### Task to complete
Rewrite all the items below as a numbered list of their lines, dropping any blank lines and leaving out the pictures.

***** Data shown

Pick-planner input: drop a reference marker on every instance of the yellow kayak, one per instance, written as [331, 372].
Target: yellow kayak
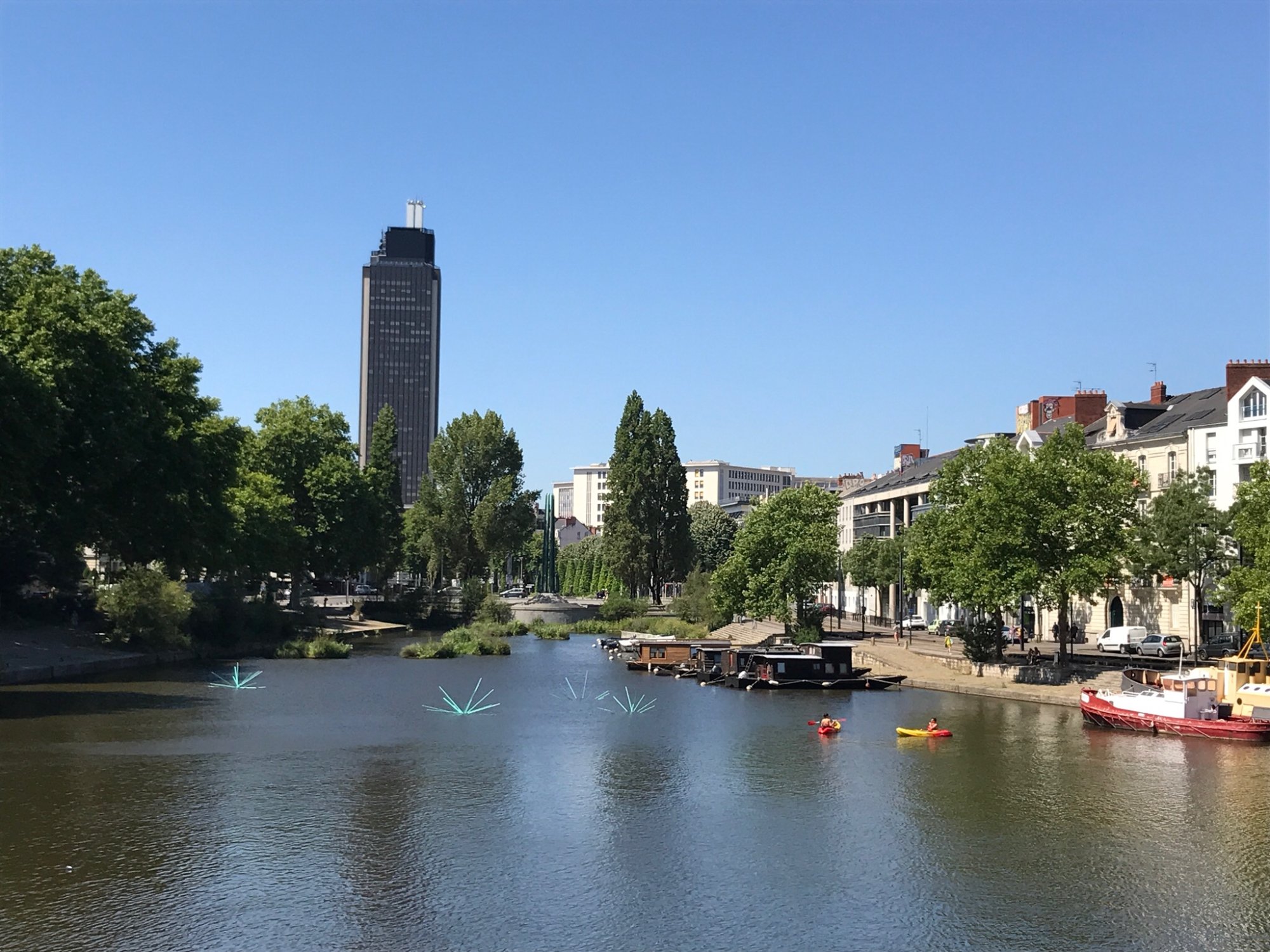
[911, 733]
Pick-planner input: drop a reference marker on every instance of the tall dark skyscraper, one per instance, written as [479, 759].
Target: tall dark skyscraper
[401, 343]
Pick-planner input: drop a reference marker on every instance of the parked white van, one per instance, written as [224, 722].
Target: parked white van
[1123, 639]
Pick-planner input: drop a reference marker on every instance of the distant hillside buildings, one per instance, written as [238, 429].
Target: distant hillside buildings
[725, 484]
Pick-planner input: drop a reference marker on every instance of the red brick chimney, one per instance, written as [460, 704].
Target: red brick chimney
[1240, 373]
[1090, 406]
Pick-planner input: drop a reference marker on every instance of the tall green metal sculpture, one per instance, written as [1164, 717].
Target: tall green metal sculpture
[548, 581]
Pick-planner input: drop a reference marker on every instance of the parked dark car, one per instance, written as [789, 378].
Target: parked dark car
[1224, 645]
[1161, 645]
[1015, 637]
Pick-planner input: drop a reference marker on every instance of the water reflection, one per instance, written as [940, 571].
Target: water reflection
[332, 812]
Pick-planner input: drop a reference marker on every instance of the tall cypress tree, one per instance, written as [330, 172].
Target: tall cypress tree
[670, 553]
[631, 478]
[647, 539]
[384, 474]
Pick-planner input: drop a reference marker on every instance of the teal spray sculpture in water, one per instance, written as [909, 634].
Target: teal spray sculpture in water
[631, 705]
[236, 681]
[581, 695]
[473, 706]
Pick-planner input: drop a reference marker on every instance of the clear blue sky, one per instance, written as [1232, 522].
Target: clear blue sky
[801, 229]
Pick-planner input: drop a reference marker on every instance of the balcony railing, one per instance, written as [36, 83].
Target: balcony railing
[1250, 453]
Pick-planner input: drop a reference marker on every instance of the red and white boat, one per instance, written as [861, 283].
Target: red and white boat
[1170, 704]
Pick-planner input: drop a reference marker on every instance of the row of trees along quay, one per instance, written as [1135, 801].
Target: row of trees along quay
[109, 446]
[1069, 522]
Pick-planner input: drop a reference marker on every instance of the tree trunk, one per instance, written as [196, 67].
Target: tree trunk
[1064, 621]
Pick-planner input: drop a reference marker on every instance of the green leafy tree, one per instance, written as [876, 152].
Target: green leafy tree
[713, 532]
[473, 508]
[784, 552]
[973, 546]
[1005, 524]
[647, 511]
[695, 604]
[1184, 536]
[129, 456]
[305, 449]
[873, 564]
[667, 517]
[148, 609]
[1249, 583]
[631, 480]
[265, 536]
[1084, 507]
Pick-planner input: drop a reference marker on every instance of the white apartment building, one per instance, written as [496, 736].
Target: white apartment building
[563, 496]
[1230, 451]
[709, 482]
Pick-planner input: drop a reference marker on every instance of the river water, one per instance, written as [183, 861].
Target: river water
[332, 812]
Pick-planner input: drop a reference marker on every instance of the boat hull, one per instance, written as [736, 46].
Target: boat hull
[1103, 714]
[877, 682]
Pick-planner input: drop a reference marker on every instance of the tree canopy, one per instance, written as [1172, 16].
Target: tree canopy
[713, 532]
[784, 552]
[1249, 583]
[1184, 536]
[105, 437]
[1056, 524]
[473, 508]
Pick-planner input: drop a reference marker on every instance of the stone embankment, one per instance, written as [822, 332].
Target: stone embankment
[39, 654]
[951, 672]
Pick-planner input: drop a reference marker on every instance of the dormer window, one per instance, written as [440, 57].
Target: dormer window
[1254, 404]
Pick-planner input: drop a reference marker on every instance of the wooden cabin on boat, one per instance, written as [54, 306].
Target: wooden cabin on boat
[651, 656]
[816, 666]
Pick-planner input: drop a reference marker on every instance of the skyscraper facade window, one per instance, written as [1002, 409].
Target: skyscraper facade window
[401, 345]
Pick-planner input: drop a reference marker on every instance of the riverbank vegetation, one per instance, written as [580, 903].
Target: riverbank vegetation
[323, 647]
[674, 628]
[551, 633]
[147, 609]
[469, 640]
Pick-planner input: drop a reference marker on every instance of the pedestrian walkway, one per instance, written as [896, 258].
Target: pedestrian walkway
[926, 671]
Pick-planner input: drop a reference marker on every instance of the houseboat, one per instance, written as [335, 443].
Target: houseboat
[816, 666]
[671, 657]
[1184, 704]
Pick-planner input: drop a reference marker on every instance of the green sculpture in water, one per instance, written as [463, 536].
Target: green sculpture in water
[242, 682]
[473, 706]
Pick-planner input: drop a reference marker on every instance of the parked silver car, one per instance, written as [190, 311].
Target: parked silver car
[1161, 645]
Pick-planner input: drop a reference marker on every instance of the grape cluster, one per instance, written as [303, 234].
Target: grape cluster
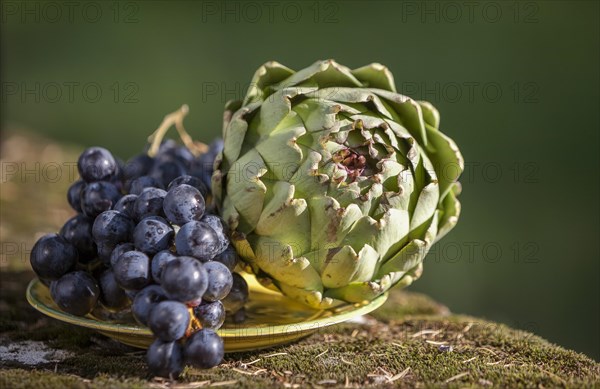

**********

### The completed task
1. Pick-planner input: drop a reference marker on every instance of the yellow kayak, one per instance, written as [331, 372].
2. Target: yellow kayak
3. [911, 733]
4. Pick-planner input: drop a reference marker on every instance of the tall dark skyscraper, one per instance, written as [479, 759].
5. Target: tall dark skyscraper
6. [401, 343]
7. Pick-planner input: drop a reference marker on every instance of the parked white van, one per instance, written as [224, 722].
8. Target: parked white van
9. [1123, 639]
10. Pick-planner input: drop a reference marker on every instance of the distant hillside buildings, one per instance, written as [238, 429].
11. Target: distant hillside buildings
12. [725, 484]
13. Pick-planner input: drop a reference marker on every instance of the red brick chimney, one per instance, written as [460, 704].
14. Target: red brick chimney
15. [1240, 373]
16. [1090, 406]
17. Pick-planner input: drop a reference marker on every instance of the tall green metal sculpture, one per instance, written as [1164, 717].
18. Target: tall green metal sculpture
19. [548, 581]
20. Pick-planner input: drop a reference marker on every instance of the parked dark car, one per instance, written as [789, 378].
21. Target: parked dark car
22. [1224, 645]
23. [1161, 645]
24. [1015, 637]
25. Pick-planner input: drop a reference marker on every instance of the water reflection, one per instance, written as [940, 571].
26. Target: water reflection
27. [332, 812]
28. Pick-planner input: drop a reference marker on every instance of the tall cypress tree, one per instance, written as [330, 172].
29. Target: tall cypress tree
30. [670, 553]
31. [631, 478]
32. [647, 539]
33. [384, 474]
34. Pick-planner input: drop a reference marker on every instance of the teal spray sculpture in water, one per instance, written as [909, 634].
35. Target: teal spray sculpture in water
36. [631, 705]
37. [236, 681]
38. [581, 695]
39. [473, 706]
40. Pick-planner input: drop a reference marker on every instance of the clear blue sky, one per instance, written as [1232, 522].
41. Target: clear blue sky
42. [801, 229]
43. Pick-planner input: drop a reference marker on every instance of the balcony railing, one per instance, written as [36, 83].
44. Target: balcony railing
45. [1250, 453]
46. Pick-planner input: drop a reference marker on every instance of the red and white boat, one per instance, written as [861, 283].
47. Target: red and white boat
48. [1170, 704]
49. Pick-planner input: drop a reference marker on every instance of the row of trees along quay, one per instance, written as [1135, 801].
50. Target: row of trees along quay
51. [109, 446]
52. [1069, 522]
53. Pick-planner input: drop a reference marker on every instance of the tree trunk, one per instance, written as [196, 67].
54. Target: tree trunk
55. [1064, 621]
56. Pick-planner input: drop a reference marker on every instance of the green leafy tree, one per instance, written as [876, 152].
57. Target: green leafy tree
58. [713, 532]
59. [473, 508]
60. [784, 552]
61. [973, 546]
62. [1005, 524]
63. [647, 511]
64. [695, 604]
65. [1184, 536]
66. [129, 456]
67. [305, 449]
68. [873, 564]
69. [667, 517]
70. [148, 609]
71. [1249, 583]
72. [631, 480]
73. [265, 536]
74. [1084, 507]
75. Pick-planner input: drop a reference marker on every instance of the white apartment building, one per instance, written as [496, 736].
76. Target: white apartment building
77. [563, 496]
78. [1230, 451]
79. [709, 482]
80. Pick-planner input: drop a reference marker on every instance of the river water, one per instance, written as [183, 861].
81. Target: river water
82. [332, 812]
83. Pick-planner input: drop a reference marker on every instance of the boat hull, one per instance, written as [736, 46].
84. Target: boat hull
85. [1103, 714]
86. [877, 682]
87. Pick-planner input: drop a reference marker on every instance of the tree canopy, one per instance, written as [1172, 16].
88. Target: tree canopy
89. [713, 532]
90. [784, 552]
91. [1249, 583]
92. [1184, 536]
93. [105, 437]
94. [1056, 524]
95. [473, 508]
96. Pick-planner input: drop a reference marker on every instance of the stone embankment, one per instance, written as [822, 332].
97. Target: stone embankment
98. [39, 654]
99. [951, 672]
100. Pick-planner input: drop a reference marker on every instance of the dormer window, one per instance, written as [440, 57].
101. Target: dormer window
102. [1254, 404]
103. Pick-planner input: drop a reference marker on every instance of the wooden cabin on boat, one per instance, written as [54, 306].
104. Target: wooden cabin on boat
105. [651, 656]
106. [816, 666]
107. Pick-planner input: drop a reference marker on every instance of the skyscraper facade window, one per instance, written as [1002, 409].
108. Target: skyscraper facade window
109. [401, 345]
110. Pick-planner input: drop a reference marker on every instance of the riverbank vegetation, one per instance, written as [580, 903].
111. Target: riverbank vegetation
112. [323, 647]
113. [674, 628]
114. [551, 633]
115. [147, 609]
116. [469, 640]
117. Pick-planner input: drop a reference marker on every instance of the pedestrian walkway, one per instance, written as [896, 258].
118. Target: pedestrian walkway
119. [926, 671]
120. Pick-planner input: drop a reference marker on every instance of the houseboat, one per instance, written as [335, 443].
121. Target: houseboat
122. [816, 666]
123. [671, 657]
124. [1184, 704]
125. Pick-planner input: drop a reference marker on every instance of the green sculpture in water, one per instance, written as [463, 536].
126. Target: green sculpture in water
127. [242, 682]
128. [473, 706]
129. Pick-planner input: drop a reference marker on every instance of the parked silver car, one per instance, written as [190, 311].
130. Target: parked silver car
131. [1161, 645]
132. Pick-planner input: drop a reference marker on every instance of the grape cluster, one per instance, written as [303, 234].
133. Target: grape cluster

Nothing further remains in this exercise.